== Text section

Source code in doctra/parsers/structured_pdf_parser.py
def __init__(
        self,
        *,
        use_vlm: bool = False,
        vlm_provider: str = "gemini",
        vlm_model: str | None = None,
        vlm_api_key: str | None = None,
        layout_model_name: str = "PP-DocLayout_plus-L",
        dpi: int = 200,
        min_score: float = 0.0,
        ocr_lang: str = "eng",
        ocr_psm: int = 4,
        ocr_oem: int = 3,
        ocr_extra_config: str = "",
        box_separator: str = "\n",
):
    """
    Initialize the StructuredPDFParser with processing configuration.

    :param use_vlm: Whether to use VLM for structured data extraction (default: False)
    :param vlm_provider: VLM provider to use ("gemini", "openai", "anthropic", or "openrouter", default: "gemini")
    :param vlm_model: Model name to use (defaults to provider-specific defaults)
    :param vlm_api_key: API key for VLM provider (required if use_vlm is True)
    :param layout_model_name: Layout detection model name (default: "PP-DocLayout_plus-L")
    :param dpi: DPI for PDF rendering (default: 200)
    :param min_score: Minimum confidence score for layout detection (default: 0.0)
    :param ocr_lang: OCR language code (default: "eng")
    :param ocr_psm: Tesseract page segmentation mode (default: 4)
    :param ocr_oem: Tesseract OCR engine mode (default: 3)
    :param ocr_extra_config: Additional Tesseract configuration (default: "")
    :param box_separator: Separator between text boxes in output (default: "\n")
    """
    self.layout_engine = PaddleLayoutEngine(model_name=layout_model_name)
    self.dpi = dpi
    self.min_score = min_score
    self.ocr_engine = PytesseractOCREngine(
        lang=ocr_lang, psm=ocr_psm, oem=ocr_oem, extra_config=ocr_extra_config
    )
    self.box_separator = box_separator
    self.use_vlm = use_vlm
    self.vlm = None
    if self.use_vlm:
        try:
            self.vlm = VLMStructuredExtractor(
                vlm_provider=vlm_provider,
                vlm_model=vlm_model,
                api_key=vlm_api_key,
            )
        except Exception as e:
            self.vlm = None

display_pages_with_boxes(pdf_path, num_pages=3, cols=2, page_width=800, spacing=40, save_path=None)

Display the first N pages of a PDF with bounding boxes and labels overlaid in a modern grid layout.

Creates a visualization showing layout detection results with bounding boxes, labels, and confidence scores overlaid on the PDF pages in a grid format.

:param pdf_path: Path to the input PDF file :param num_pages: Number of pages to display (default: 3) :param cols: Number of columns in the grid layout (default: 2) :param page_width: Width to resize each page to in pixels (default: 800) :param spacing: Spacing between pages in pixels (default: 40) :param save_path: Optional path to save the visualization (if None, displays only) :return: None

Source code in doctra/parsers/structured_pdf_parser.py
def display_pages_with_boxes(self, pdf_path: str, num_pages: int = 3, cols: int = 2,
                             page_width: int = 800, spacing: int = 40, save_path: str = None) -> None:
    """

====
== Data supplied

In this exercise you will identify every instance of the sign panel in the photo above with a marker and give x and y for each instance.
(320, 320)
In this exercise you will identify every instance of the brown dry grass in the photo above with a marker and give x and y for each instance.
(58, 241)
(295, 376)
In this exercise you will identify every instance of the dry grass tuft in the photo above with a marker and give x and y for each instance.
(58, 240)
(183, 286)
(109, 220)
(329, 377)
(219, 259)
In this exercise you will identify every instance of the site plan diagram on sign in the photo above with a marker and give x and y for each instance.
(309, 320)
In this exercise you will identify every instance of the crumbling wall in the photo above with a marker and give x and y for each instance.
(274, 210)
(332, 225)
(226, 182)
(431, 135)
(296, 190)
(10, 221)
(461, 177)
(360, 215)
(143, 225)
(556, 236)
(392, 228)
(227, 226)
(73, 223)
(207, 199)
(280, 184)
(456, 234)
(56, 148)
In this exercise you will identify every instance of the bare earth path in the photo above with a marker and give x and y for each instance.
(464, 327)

====

#### Complete the following
1) Reproduce the portion of the doctra parser documentation that starts at "Initialize the StructuredPDFParser" and ends at "to provider-specific defaults)".
2) Carry on the doctra parser documentation from its final line.

#### Outputs by task
1)
Initialize the StructuredPDFParser with processing configuration.

    :param use_vlm: Whether to use VLM for structured data extraction (default: False)
    :param vlm_provider: VLM provider to use ("gemini", "openai", "anthropic", or "openrouter", default: "gemini")
    :param vlm_model: Model name to use (defaults to provider-specific defaults)

2)
    Display the first N pages of a PDF with bounding boxes and labels overlaid in a modern grid layout.

    Creates a visualization showing layout detection results with bounding boxes,
    labels, and confidence scores overlaid on the PDF pages in a grid format.

    :param pdf_path: Path to the input PDF file
    :param num_pages: Number of pages to display (default: 3)
    :param cols: Number of columns in the grid layout (default: 2)
    :param page_width: Width to resize each page to in pixels (default: 800)
    :param spacing: Spacing between pages in pixels (default: 40)
    :param save_path: Optional path to save the visualization (if None, displays only)
    :return: None
    """
    pages: List[LayoutPage] = self.layout_engine.predict_pdf(
        pdf_path, batch_size=1, layout_nms=True, dpi=self.dpi, min_score=self.min_score
    )
    pil_pages = [im for (im, _, _) in render_pdf_to_images(pdf_path, dpi=self.dpi)]

    pages_to_show = min(num_pages, len(pages))

    if pages_to_show == 0:
        print("No pages to display")
        return

    rows = (pages_to_show + cols - 1) // cols

    used_labels = set()
    for idx in range(pages_to_show):
        page = pages[idx]
        for box in page.boxes:
            used_labels.add(box.label.lower())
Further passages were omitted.